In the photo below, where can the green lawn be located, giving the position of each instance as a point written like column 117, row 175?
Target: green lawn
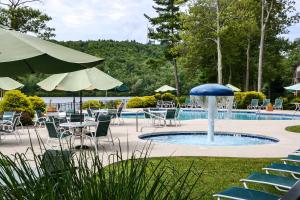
column 295, row 129
column 219, row 173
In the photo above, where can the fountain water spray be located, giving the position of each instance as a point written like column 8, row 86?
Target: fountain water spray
column 207, row 96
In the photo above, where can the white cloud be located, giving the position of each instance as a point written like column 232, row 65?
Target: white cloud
column 98, row 19
column 108, row 19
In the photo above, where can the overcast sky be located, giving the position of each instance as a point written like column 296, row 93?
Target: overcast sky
column 107, row 19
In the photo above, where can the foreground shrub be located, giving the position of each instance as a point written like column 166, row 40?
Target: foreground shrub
column 37, row 103
column 243, row 99
column 15, row 100
column 60, row 174
column 93, row 104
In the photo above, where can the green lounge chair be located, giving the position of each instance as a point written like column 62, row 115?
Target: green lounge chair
column 253, row 104
column 281, row 183
column 291, row 158
column 40, row 120
column 102, row 131
column 265, row 103
column 172, row 114
column 279, row 167
column 76, row 117
column 237, row 193
column 55, row 135
column 8, row 116
column 278, row 104
column 10, row 127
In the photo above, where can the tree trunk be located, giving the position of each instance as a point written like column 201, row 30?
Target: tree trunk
column 264, row 20
column 248, row 65
column 176, row 77
column 230, row 75
column 220, row 81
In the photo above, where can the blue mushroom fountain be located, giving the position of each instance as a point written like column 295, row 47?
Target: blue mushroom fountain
column 209, row 93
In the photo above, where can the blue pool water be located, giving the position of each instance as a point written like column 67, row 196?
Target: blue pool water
column 236, row 115
column 200, row 139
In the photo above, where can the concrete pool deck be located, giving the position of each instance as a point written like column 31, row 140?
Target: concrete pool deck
column 128, row 137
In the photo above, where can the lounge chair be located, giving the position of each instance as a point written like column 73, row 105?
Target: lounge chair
column 76, row 118
column 253, row 104
column 172, row 114
column 237, row 193
column 291, row 158
column 278, row 104
column 265, row 103
column 8, row 116
column 10, row 127
column 116, row 113
column 281, row 183
column 40, row 119
column 102, row 131
column 56, row 135
column 279, row 167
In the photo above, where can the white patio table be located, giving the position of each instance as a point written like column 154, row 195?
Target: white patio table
column 80, row 126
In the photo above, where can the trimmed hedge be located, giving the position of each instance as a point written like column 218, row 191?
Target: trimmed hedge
column 15, row 100
column 37, row 103
column 243, row 99
column 142, row 102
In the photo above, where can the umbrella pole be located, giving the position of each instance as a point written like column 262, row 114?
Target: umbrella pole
column 211, row 118
column 74, row 111
column 80, row 107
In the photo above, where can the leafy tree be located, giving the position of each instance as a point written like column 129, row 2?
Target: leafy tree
column 17, row 15
column 278, row 14
column 165, row 28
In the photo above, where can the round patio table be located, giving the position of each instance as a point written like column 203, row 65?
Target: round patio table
column 79, row 125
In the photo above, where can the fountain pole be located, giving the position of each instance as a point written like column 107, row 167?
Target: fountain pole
column 211, row 118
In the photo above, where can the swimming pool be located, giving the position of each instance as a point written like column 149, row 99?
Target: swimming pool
column 200, row 138
column 236, row 115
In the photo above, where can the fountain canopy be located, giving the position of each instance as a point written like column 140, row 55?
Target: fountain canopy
column 211, row 90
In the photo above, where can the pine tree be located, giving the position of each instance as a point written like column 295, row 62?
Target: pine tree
column 165, row 29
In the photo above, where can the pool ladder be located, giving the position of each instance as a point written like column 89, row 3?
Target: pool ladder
column 153, row 118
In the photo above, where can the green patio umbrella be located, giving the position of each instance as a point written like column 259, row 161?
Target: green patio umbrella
column 165, row 88
column 88, row 79
column 295, row 87
column 235, row 89
column 7, row 83
column 22, row 54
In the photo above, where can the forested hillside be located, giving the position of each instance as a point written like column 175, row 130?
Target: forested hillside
column 142, row 68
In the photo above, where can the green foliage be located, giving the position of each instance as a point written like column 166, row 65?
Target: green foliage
column 157, row 96
column 37, row 103
column 15, row 100
column 25, row 19
column 168, row 97
column 135, row 102
column 243, row 99
column 133, row 177
column 93, row 104
column 142, row 102
column 112, row 104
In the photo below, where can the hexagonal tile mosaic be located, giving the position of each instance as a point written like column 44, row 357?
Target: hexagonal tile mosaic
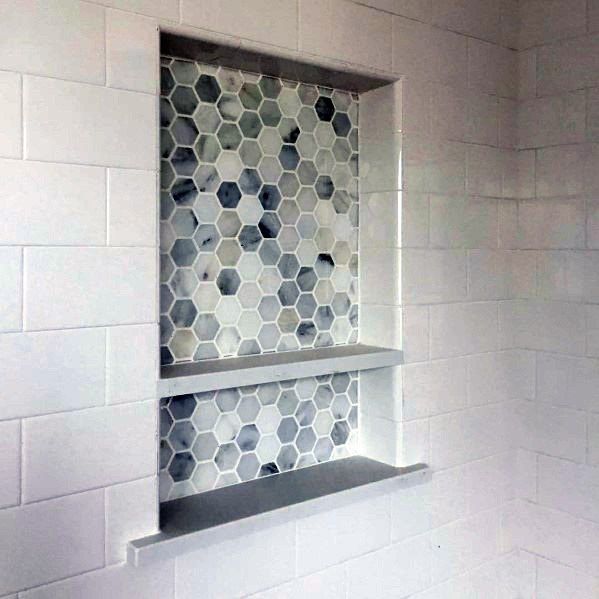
column 210, row 440
column 259, row 214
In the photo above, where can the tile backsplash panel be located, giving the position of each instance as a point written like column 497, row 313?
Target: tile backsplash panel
column 259, row 214
column 259, row 253
column 221, row 438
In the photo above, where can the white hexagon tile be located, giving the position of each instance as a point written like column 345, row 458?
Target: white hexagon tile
column 215, row 439
column 259, row 253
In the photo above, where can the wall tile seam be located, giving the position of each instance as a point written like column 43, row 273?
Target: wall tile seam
column 537, row 503
column 105, row 488
column 562, row 41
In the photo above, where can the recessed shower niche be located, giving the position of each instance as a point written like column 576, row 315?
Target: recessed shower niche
column 261, row 346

*Problem details*: Lay out every line above as a Markdown table with two columns, "Row" for the row number and "Line" for the line, skipping blank lines. Leave the pictures out.

*Complete output*:
| Row | Line |
|---|---|
| 1 | In the photo below, where can the green lawn be located, giving the position of each instance as a point written like column 117, row 175? |
| 2 | Target: green lawn |
| 3 | column 295, row 129 |
| 4 | column 219, row 173 |
| 5 | In the photo above, where can the fountain water spray be located, giving the position of each instance as a point written like column 8, row 86? |
| 6 | Target: fountain water spray |
| 7 | column 207, row 96 |
| 8 | In the photo above, where can the white cloud be located, giving the position of each instance as a point written like column 232, row 65? |
| 9 | Target: white cloud |
| 10 | column 98, row 19 |
| 11 | column 108, row 19 |
| 12 | In the photo above, where can the overcast sky be located, giving the position of each instance as a point written like column 296, row 93? |
| 13 | Target: overcast sky |
| 14 | column 107, row 19 |
| 15 | In the photo above, where can the foreground shrub be located, giving the position of each instance as a point written like column 166, row 40? |
| 16 | Target: foreground shrub |
| 17 | column 37, row 103 |
| 18 | column 243, row 99 |
| 19 | column 15, row 100 |
| 20 | column 60, row 174 |
| 21 | column 93, row 104 |
| 22 | In the photo above, where can the green lounge chair be located, giving the position of each instance as a point written like column 62, row 115? |
| 23 | Target: green lounge chair |
| 24 | column 253, row 104 |
| 25 | column 281, row 183 |
| 26 | column 291, row 158 |
| 27 | column 40, row 120 |
| 28 | column 102, row 131 |
| 29 | column 265, row 103 |
| 30 | column 172, row 114 |
| 31 | column 279, row 167 |
| 32 | column 76, row 117 |
| 33 | column 237, row 193 |
| 34 | column 55, row 135 |
| 35 | column 8, row 116 |
| 36 | column 278, row 104 |
| 37 | column 10, row 127 |
| 38 | In the photo above, where can the tree trunk be located, giving the position of each instance as a point written like column 201, row 30? |
| 39 | Target: tree trunk |
| 40 | column 264, row 20 |
| 41 | column 248, row 65 |
| 42 | column 176, row 77 |
| 43 | column 230, row 75 |
| 44 | column 220, row 81 |
| 45 | In the photo above, where can the blue mushroom fountain be located, giving the position of each instance as a point written like column 295, row 47? |
| 46 | Target: blue mushroom fountain |
| 47 | column 209, row 93 |
| 48 | In the photo above, where can the blue pool water be located, giving the position of each instance as a point written like column 67, row 196? |
| 49 | Target: blue pool water |
| 50 | column 236, row 115 |
| 51 | column 200, row 139 |
| 52 | In the photo above, where can the concrete pool deck be located, giving the position of each instance as a point written like column 31, row 140? |
| 53 | Target: concrete pool deck |
| 54 | column 128, row 137 |
| 55 | In the photo above, where can the lounge chair be located, giving the position of each instance as a point written like column 73, row 105? |
| 56 | Target: lounge chair |
| 57 | column 76, row 118 |
| 58 | column 253, row 104 |
| 59 | column 172, row 114 |
| 60 | column 237, row 193 |
| 61 | column 291, row 158 |
| 62 | column 278, row 104 |
| 63 | column 265, row 103 |
| 64 | column 8, row 116 |
| 65 | column 10, row 127 |
| 66 | column 116, row 113 |
| 67 | column 281, row 183 |
| 68 | column 40, row 119 |
| 69 | column 102, row 131 |
| 70 | column 56, row 135 |
| 71 | column 279, row 167 |
| 72 | In the photo above, where can the white patio table be located, giving the position of each instance as a point written like column 154, row 195? |
| 73 | Target: white patio table |
| 74 | column 80, row 126 |
| 75 | In the photo above, where can the trimmed hedge be located, giving the position of each instance as a point written like column 218, row 191? |
| 76 | Target: trimmed hedge |
| 77 | column 15, row 100 |
| 78 | column 37, row 103 |
| 79 | column 243, row 99 |
| 80 | column 142, row 102 |
| 81 | In the photo above, where can the umbrella pole be located, giving the position of each instance as a point written like column 262, row 114? |
| 82 | Target: umbrella pole |
| 83 | column 211, row 118 |
| 84 | column 74, row 111 |
| 85 | column 80, row 107 |
| 86 | In the photo above, where can the leafy tree be located, giving the position of each instance as a point written like column 129, row 2? |
| 87 | Target: leafy tree |
| 88 | column 17, row 15 |
| 89 | column 278, row 14 |
| 90 | column 165, row 28 |
| 91 | In the photo above, where can the round patio table be located, giving the position of each instance as a point written like column 203, row 65? |
| 92 | Target: round patio table |
| 93 | column 79, row 125 |
| 94 | In the photo above, where can the fountain pole be located, giving the position of each instance as a point written like column 107, row 167? |
| 95 | Target: fountain pole |
| 96 | column 211, row 118 |
| 97 | In the photo above, where can the swimming pool be located, giving the position of each instance as a point written like column 149, row 99? |
| 98 | Target: swimming pool |
| 99 | column 200, row 138 |
| 100 | column 236, row 115 |
| 101 | In the photo above, where can the fountain canopy be located, giving the position of each instance as a point written like column 140, row 55? |
| 102 | Target: fountain canopy |
| 103 | column 211, row 90 |
| 104 | In the photo above, where can the pine tree be located, giving the position of each instance as a point written like column 295, row 62? |
| 105 | Target: pine tree |
| 106 | column 165, row 29 |
| 107 | In the photo above, where can the pool ladder be located, giving the position of each instance as a point written like column 89, row 3? |
| 108 | Target: pool ladder |
| 109 | column 153, row 118 |
| 110 | In the photo above, where can the green patio umbrella be located, giving the position of each instance as a point written like column 259, row 161? |
| 111 | Target: green patio umbrella |
| 112 | column 165, row 88 |
| 113 | column 88, row 79 |
| 114 | column 295, row 87 |
| 115 | column 235, row 89 |
| 116 | column 7, row 83 |
| 117 | column 22, row 54 |
| 118 | In the photo above, where can the forested hillside be located, giving the position of each instance as a point written like column 175, row 130? |
| 119 | Target: forested hillside |
| 120 | column 142, row 68 |
| 121 | In the photo above, where can the green foliage be located, giving the position of each instance as a point written like column 166, row 65? |
| 122 | Target: green foliage |
| 123 | column 157, row 96 |
| 124 | column 37, row 103 |
| 125 | column 15, row 100 |
| 126 | column 25, row 19 |
| 127 | column 168, row 97 |
| 128 | column 135, row 102 |
| 129 | column 243, row 99 |
| 130 | column 133, row 177 |
| 131 | column 93, row 104 |
| 132 | column 142, row 102 |
| 133 | column 112, row 104 |
| 134 | In the photo below, where can the hexagonal tile mosaic be located, giving the position of each instance as a point written like column 44, row 357? |
| 135 | Target: hexagonal tile mosaic |
| 136 | column 210, row 440 |
| 137 | column 259, row 214 |
| 138 | In the photo above, where can the tile backsplash panel be located, giving the position of each instance as a point written like column 497, row 313? |
| 139 | Target: tile backsplash panel |
| 140 | column 259, row 214 |
| 141 | column 259, row 253 |
| 142 | column 221, row 438 |
| 143 | In the photo above, where can the white hexagon tile be located, giving the position of each instance as a point written like column 345, row 458? |
| 144 | Target: white hexagon tile |
| 145 | column 215, row 439 |
| 146 | column 259, row 253 |
| 147 | In the photo above, where can the wall tile seam be located, giving the position of each instance as a point written like column 43, row 273? |
| 148 | Target: wall tile seam |
| 149 | column 537, row 503 |
| 150 | column 105, row 488 |
| 151 | column 562, row 41 |
| 152 | In the photo above, where can the recessed shower niche be located, giving the position of each instance as a point written like column 576, row 315? |
| 153 | Target: recessed shower niche |
| 154 | column 261, row 346 |